Instructions
1 – Answer these about the article on forests and climate change, one line each:
(a) Which country emits more greenhouse gases than the US?
(b) What do forest ecosystems consist of?
(c) How many petagrams of CO2 are forests said to remove from the atmosphere every year?
2 – Please continue the article on forests and climate change from its final sentence.

Page extract
------------
Ecologist Nicolas Medina explains how fossil-fuel use impacts forests and drives climate change. Carbon may run deeper than you think, and forests alone can’t stop climate change.
By Nicholas L. Medina
The US is the second-largest emitter of greenhouse gases after China, and President Obama has called climate change a “national and global security threat.” Now, we urgently need to understand why our fossil fuel use will have long-lasting effects on global climates and our forests. We need to reduce our societal CO2 emissions quickly and substantially.
Can We Stop Climate Change?
Forest ecosystems are one of the largest stores of carbon on Earth, but they can’t stop climate change all on their own. Consisting of old trees and deep, rich soils, the forests are very good at absorbing greenhouse gasses from the atmosphere. However, our forests may not be able to protect us from climate change as much as previously thought. New data reveals natural limits to the rates at which forests can remove excess CO2—the most persistent greenhouse gas—from our atmosphere.
Currently, forests are said to grow enough to remove 2.4 petagrams (about the weight of 343 million elephants) of CO2 every year from our atmosphere via photosynthesis. This equals almost one third of total emissions produced by humans—9.1 petagrams—so remember to thank a forest, today!
------------
Recorded data

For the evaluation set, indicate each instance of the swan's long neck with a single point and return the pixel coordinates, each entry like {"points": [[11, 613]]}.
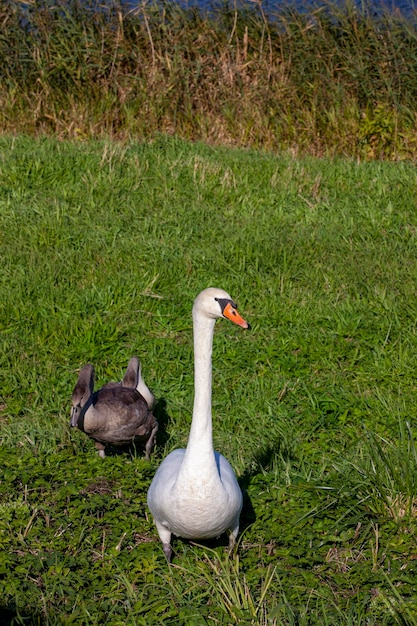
------------
Answers for this exercise
1 –
(a) China
(b) Old trees and deep, rich soils
(c) 2.4 petagrams

2 –
Want to better understand how plants turn sunlight into fuel? Read this: Lasers Shed Light on Photosynthesis
As forests age, the rate at which they remove CO2 from the atmosphere declines, and so does their ability to stop climate change. This is largely due to the types of trees that dominate older forests compared with younger forests. As a forest ages, faster-growing, light-loving tree species (like aspen and paper birch) are gradually replaced by species that produce more dense wood, tolerate shade better, and grow more slowly (like maples, oaks, beeches, and pines).
However, recent studies that look at the effects of future environmental conditions on forests show that age will likely not be the only thing limiting forests’ ability to absorb CO2. There are other things going on in the leaves and soil.
Future Trees May Grow Differently
Ecologists and foresters used to think that the rate of forest growth would continue to increase as global atmospheric CO2 levels rose.
This year, however, Peter van der Sleen et al. reported that Earth’s tropical forests have not shown signs of increased growth in the last 150 years of rising atmospheric CO2 levels. Instead of making more wood or leaves (the tissues that are responsible for storing most of the recently captured CO2 in forests) the trees produced more fruits and flowers. This might be because the trees just couldn’t get enough nutrients to grow faster.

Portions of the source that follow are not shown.